All entries need to be written out verbatim, with pictures omitted.

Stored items
□ □ □ □ □ □ □

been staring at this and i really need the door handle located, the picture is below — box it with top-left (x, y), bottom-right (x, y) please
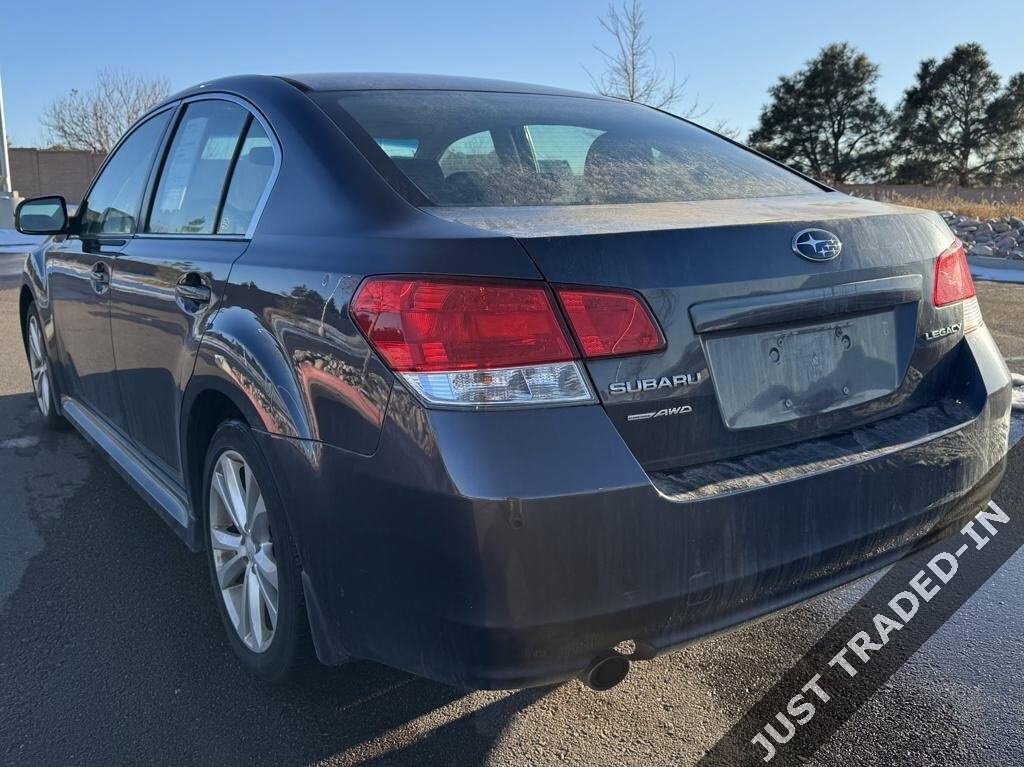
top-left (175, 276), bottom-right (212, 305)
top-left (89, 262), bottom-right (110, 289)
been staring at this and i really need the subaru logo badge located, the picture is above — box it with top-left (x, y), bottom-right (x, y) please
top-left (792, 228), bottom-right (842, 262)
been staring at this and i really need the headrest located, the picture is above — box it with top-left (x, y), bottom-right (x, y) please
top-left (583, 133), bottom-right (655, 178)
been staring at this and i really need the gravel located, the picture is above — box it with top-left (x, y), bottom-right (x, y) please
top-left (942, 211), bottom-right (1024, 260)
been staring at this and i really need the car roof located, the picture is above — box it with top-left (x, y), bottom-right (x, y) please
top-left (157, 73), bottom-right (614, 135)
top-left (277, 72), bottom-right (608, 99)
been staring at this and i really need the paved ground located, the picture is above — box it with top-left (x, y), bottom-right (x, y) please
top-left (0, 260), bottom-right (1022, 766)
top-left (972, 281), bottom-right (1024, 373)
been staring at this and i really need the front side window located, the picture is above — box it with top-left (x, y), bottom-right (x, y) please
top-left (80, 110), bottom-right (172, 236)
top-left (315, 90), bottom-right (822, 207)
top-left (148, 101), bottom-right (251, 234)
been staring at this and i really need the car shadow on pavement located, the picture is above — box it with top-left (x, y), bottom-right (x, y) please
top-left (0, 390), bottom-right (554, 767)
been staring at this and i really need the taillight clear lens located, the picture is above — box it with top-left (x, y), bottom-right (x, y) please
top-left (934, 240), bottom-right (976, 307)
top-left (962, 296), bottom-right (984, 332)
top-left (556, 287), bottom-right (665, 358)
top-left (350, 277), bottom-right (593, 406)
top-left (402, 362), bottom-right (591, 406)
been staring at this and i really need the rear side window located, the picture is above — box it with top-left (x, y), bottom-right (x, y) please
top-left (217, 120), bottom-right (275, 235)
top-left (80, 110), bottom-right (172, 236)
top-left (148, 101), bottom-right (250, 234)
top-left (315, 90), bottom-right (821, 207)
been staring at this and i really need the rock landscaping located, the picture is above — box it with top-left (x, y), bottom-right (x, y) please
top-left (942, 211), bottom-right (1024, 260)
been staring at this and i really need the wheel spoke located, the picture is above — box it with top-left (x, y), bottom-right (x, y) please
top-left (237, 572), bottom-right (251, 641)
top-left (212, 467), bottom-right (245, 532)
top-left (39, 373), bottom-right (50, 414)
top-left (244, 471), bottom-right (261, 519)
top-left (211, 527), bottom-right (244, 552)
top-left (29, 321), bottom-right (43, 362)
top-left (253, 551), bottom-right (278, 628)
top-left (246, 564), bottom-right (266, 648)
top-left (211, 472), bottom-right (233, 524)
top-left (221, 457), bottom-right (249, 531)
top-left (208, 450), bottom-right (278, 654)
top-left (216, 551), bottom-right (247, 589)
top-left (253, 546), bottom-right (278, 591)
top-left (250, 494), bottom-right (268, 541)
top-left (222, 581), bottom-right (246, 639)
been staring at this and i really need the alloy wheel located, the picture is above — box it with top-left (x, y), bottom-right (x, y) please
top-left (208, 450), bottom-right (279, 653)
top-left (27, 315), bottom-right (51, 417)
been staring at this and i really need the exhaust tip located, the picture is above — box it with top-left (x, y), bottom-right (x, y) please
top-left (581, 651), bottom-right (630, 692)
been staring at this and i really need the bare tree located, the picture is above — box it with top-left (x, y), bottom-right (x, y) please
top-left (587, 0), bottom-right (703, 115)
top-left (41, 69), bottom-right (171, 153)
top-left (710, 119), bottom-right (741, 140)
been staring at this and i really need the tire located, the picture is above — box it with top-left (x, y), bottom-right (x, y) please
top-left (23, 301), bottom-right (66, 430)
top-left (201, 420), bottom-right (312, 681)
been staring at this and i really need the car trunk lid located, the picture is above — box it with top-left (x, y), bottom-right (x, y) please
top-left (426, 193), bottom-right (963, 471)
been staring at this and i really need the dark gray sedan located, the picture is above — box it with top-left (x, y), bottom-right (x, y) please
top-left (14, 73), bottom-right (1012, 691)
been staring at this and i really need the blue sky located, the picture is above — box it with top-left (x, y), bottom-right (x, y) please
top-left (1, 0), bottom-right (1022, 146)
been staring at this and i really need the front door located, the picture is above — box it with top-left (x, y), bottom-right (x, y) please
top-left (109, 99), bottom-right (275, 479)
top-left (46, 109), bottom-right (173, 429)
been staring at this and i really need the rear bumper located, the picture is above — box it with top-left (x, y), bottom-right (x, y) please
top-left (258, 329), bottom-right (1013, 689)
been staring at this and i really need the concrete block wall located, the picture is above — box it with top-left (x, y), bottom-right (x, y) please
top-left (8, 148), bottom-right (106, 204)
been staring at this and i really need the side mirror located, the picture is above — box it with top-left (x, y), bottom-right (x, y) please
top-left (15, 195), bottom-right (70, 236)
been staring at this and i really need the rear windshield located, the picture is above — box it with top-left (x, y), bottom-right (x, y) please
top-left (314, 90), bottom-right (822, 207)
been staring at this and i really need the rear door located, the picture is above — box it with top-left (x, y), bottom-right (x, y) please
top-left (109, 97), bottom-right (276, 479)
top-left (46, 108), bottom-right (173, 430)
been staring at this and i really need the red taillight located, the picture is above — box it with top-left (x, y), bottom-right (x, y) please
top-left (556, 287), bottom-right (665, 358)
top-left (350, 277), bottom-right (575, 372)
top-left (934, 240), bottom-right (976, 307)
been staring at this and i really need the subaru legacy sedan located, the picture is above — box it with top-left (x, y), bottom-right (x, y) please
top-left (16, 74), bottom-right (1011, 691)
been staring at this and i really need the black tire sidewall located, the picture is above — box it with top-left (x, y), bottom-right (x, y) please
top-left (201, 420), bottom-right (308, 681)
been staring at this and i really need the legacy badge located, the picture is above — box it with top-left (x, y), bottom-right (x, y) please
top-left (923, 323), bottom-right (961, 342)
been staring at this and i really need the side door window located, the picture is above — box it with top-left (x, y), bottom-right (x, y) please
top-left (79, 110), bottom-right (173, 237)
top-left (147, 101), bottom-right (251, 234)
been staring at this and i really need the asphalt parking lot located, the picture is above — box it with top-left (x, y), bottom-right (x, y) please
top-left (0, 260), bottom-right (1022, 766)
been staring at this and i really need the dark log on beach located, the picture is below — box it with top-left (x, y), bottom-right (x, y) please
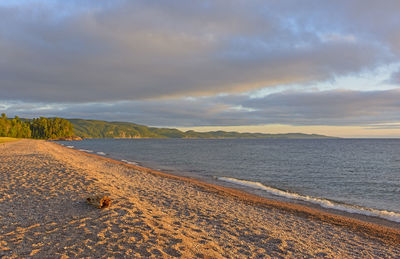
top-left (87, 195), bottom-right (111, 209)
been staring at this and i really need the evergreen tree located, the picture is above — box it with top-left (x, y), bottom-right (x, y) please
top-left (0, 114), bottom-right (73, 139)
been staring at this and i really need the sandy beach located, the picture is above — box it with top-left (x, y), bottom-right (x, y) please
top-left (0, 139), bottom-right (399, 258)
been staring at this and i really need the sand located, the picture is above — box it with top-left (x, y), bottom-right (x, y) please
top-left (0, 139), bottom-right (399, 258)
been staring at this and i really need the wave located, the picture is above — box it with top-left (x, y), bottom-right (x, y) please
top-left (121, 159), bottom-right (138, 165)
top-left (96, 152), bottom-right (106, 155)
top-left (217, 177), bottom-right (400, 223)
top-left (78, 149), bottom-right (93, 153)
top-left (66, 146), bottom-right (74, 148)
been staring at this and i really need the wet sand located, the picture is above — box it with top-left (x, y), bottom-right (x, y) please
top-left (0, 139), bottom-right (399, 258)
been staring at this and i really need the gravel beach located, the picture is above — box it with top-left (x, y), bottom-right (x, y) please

□ □ □ □ □ □ □

EXERCISE ANSWER:
been staring at this and i really need the door handle located, the picture is below — box it with top-left (x, y), bottom-right (x, y) please
top-left (175, 276), bottom-right (212, 305)
top-left (89, 262), bottom-right (110, 289)
been staring at this and i really need the subaru logo badge located, the picture is above — box it with top-left (x, y), bottom-right (x, y) please
top-left (792, 228), bottom-right (842, 262)
been staring at this and i really need the headrest located, the picture is above — box it with top-left (x, y), bottom-right (x, y) please
top-left (583, 133), bottom-right (655, 178)
been staring at this and i really need the gravel located, the picture is above — box it with top-left (x, y), bottom-right (x, y) please
top-left (942, 211), bottom-right (1024, 260)
been staring at this and i really need the car roof located, the picture is above — box it with top-left (x, y), bottom-right (x, y) please
top-left (157, 73), bottom-right (614, 135)
top-left (277, 72), bottom-right (608, 99)
been staring at this and i really need the paved ground located, the picture is above — box it with top-left (x, y), bottom-right (x, y) please
top-left (0, 260), bottom-right (1022, 766)
top-left (972, 281), bottom-right (1024, 373)
been staring at this and i really need the front side window located, the picture is above — box it with top-left (x, y), bottom-right (x, y) please
top-left (80, 110), bottom-right (172, 236)
top-left (315, 90), bottom-right (822, 207)
top-left (148, 101), bottom-right (251, 234)
been staring at this and i really need the car shadow on pavement located, the picture is above — box it with top-left (x, y), bottom-right (x, y) please
top-left (0, 390), bottom-right (554, 767)
been staring at this and i really need the taillight clear lens located, the picture is above — box it with top-left (x, y), bottom-right (x, y) please
top-left (934, 240), bottom-right (976, 307)
top-left (962, 296), bottom-right (984, 332)
top-left (556, 287), bottom-right (665, 358)
top-left (350, 277), bottom-right (593, 406)
top-left (402, 362), bottom-right (591, 406)
been staring at this and i really need the rear side window located, the picture is above — box it with top-left (x, y), bottom-right (x, y) please
top-left (217, 120), bottom-right (275, 235)
top-left (80, 110), bottom-right (172, 236)
top-left (148, 101), bottom-right (250, 234)
top-left (315, 90), bottom-right (821, 207)
been staring at this and i really need the rock landscaping located, the picture is above — box it with top-left (x, y), bottom-right (x, y) please
top-left (942, 211), bottom-right (1024, 260)
been staring at this and i really need the wheel spoke located, the picture is above — box it with top-left (x, y), bottom-right (x, y) please
top-left (237, 572), bottom-right (251, 641)
top-left (212, 467), bottom-right (245, 532)
top-left (39, 373), bottom-right (50, 414)
top-left (244, 471), bottom-right (261, 519)
top-left (211, 527), bottom-right (244, 552)
top-left (29, 321), bottom-right (43, 362)
top-left (253, 551), bottom-right (278, 628)
top-left (246, 564), bottom-right (266, 648)
top-left (211, 472), bottom-right (233, 524)
top-left (221, 457), bottom-right (249, 531)
top-left (208, 450), bottom-right (278, 654)
top-left (216, 551), bottom-right (247, 589)
top-left (253, 546), bottom-right (278, 591)
top-left (250, 494), bottom-right (268, 541)
top-left (222, 581), bottom-right (246, 639)
been staring at this and i really need the alloy wheel located, the picture is above — box it with top-left (x, y), bottom-right (x, y) please
top-left (208, 450), bottom-right (279, 653)
top-left (27, 315), bottom-right (51, 417)
been staring at this and i really need the exhaust tip located, the picture is above — box it with top-left (x, y), bottom-right (x, y) please
top-left (581, 651), bottom-right (630, 692)
been staring at this and i really need the bare tree located, the picture is above — box it with top-left (x, y), bottom-right (x, y) please
top-left (587, 0), bottom-right (703, 115)
top-left (41, 69), bottom-right (171, 153)
top-left (710, 119), bottom-right (741, 140)
been staring at this and i really need the tire located, the picture is above — box it with top-left (x, y), bottom-right (x, y) please
top-left (23, 301), bottom-right (66, 430)
top-left (201, 420), bottom-right (312, 681)
been staring at this and i really need the car trunk lid located, the picture is above — box it with top-left (x, y), bottom-right (x, y) please
top-left (426, 193), bottom-right (963, 471)
been staring at this and i really need the dark gray sedan located, the picture is above — box it with top-left (x, y), bottom-right (x, y) please
top-left (14, 73), bottom-right (1012, 691)
been staring at this and i really need the blue sky located, the picture is above — box it with top-left (x, y), bottom-right (x, y) please
top-left (1, 0), bottom-right (1022, 146)
been staring at this and i really need the front door located, the picture is above — box it with top-left (x, y), bottom-right (x, y) please
top-left (109, 99), bottom-right (275, 479)
top-left (46, 109), bottom-right (173, 429)
been staring at this and i really need the rear bumper located, the picture is above — box it with top-left (x, y), bottom-right (x, y) please
top-left (258, 329), bottom-right (1013, 689)
been staring at this and i really need the concrete block wall located, the picture is above — box it with top-left (x, y), bottom-right (x, y) please
top-left (8, 148), bottom-right (106, 204)
been staring at this and i really need the side mirror located, the picture is above — box it with top-left (x, y), bottom-right (x, y) please
top-left (15, 195), bottom-right (70, 236)
been staring at this and i really need the rear windshield located, the picture is above — box it with top-left (x, y), bottom-right (x, y) please
top-left (314, 90), bottom-right (822, 207)
been staring at this and i really need the rear door located, the picture is above — box it with top-left (x, y), bottom-right (x, y) please
top-left (109, 97), bottom-right (276, 479)
top-left (46, 108), bottom-right (173, 430)
been staring at this and i really need the red taillight located, the picture is above — box it with top-left (x, y), bottom-right (x, y) please
top-left (556, 287), bottom-right (665, 358)
top-left (350, 277), bottom-right (575, 372)
top-left (934, 240), bottom-right (976, 307)
been staring at this and i really need the subaru legacy sedan located, the picture is above — box it with top-left (x, y), bottom-right (x, y) please
top-left (16, 74), bottom-right (1011, 691)
been staring at this and i really need the black tire sidewall located, the picture is above — box it with top-left (x, y), bottom-right (x, y) please
top-left (201, 420), bottom-right (308, 681)
been staring at this and i really need the legacy badge located, the picture is above — box it with top-left (x, y), bottom-right (x, y) please
top-left (923, 323), bottom-right (961, 342)
been staring at this and i really need the side door window located, the picture is above — box it with top-left (x, y), bottom-right (x, y) please
top-left (79, 110), bottom-right (173, 237)
top-left (147, 101), bottom-right (251, 234)
been staring at this and i really need the asphalt parking lot located, the picture is above — box it with top-left (x, y), bottom-right (x, y) please
top-left (0, 260), bottom-right (1022, 766)
been staring at this and i really need the dark log on beach located, the picture is below — box it with top-left (x, y), bottom-right (x, y) please
top-left (87, 195), bottom-right (111, 209)
been staring at this and i really need the evergreen tree located, the picture is above — box it with top-left (x, y), bottom-right (x, y) please
top-left (0, 114), bottom-right (73, 139)
been staring at this and i really need the sandy beach located, the picture is above — box it with top-left (x, y), bottom-right (x, y) please
top-left (0, 139), bottom-right (399, 258)
been staring at this and i really need the sand located, the picture is above — box it with top-left (x, y), bottom-right (x, y) please
top-left (0, 139), bottom-right (399, 258)
been staring at this and i really need the wave located, the picture is above — box it with top-left (x, y), bottom-right (x, y) please
top-left (121, 159), bottom-right (138, 165)
top-left (96, 152), bottom-right (106, 155)
top-left (217, 177), bottom-right (400, 223)
top-left (78, 149), bottom-right (93, 153)
top-left (66, 146), bottom-right (74, 148)
been staring at this and i really need the wet sand located, the picture is above — box it with top-left (x, y), bottom-right (x, y) please
top-left (0, 139), bottom-right (399, 258)
been staring at this and i really need the gravel beach located, the picture is above — box it with top-left (x, y), bottom-right (x, y) please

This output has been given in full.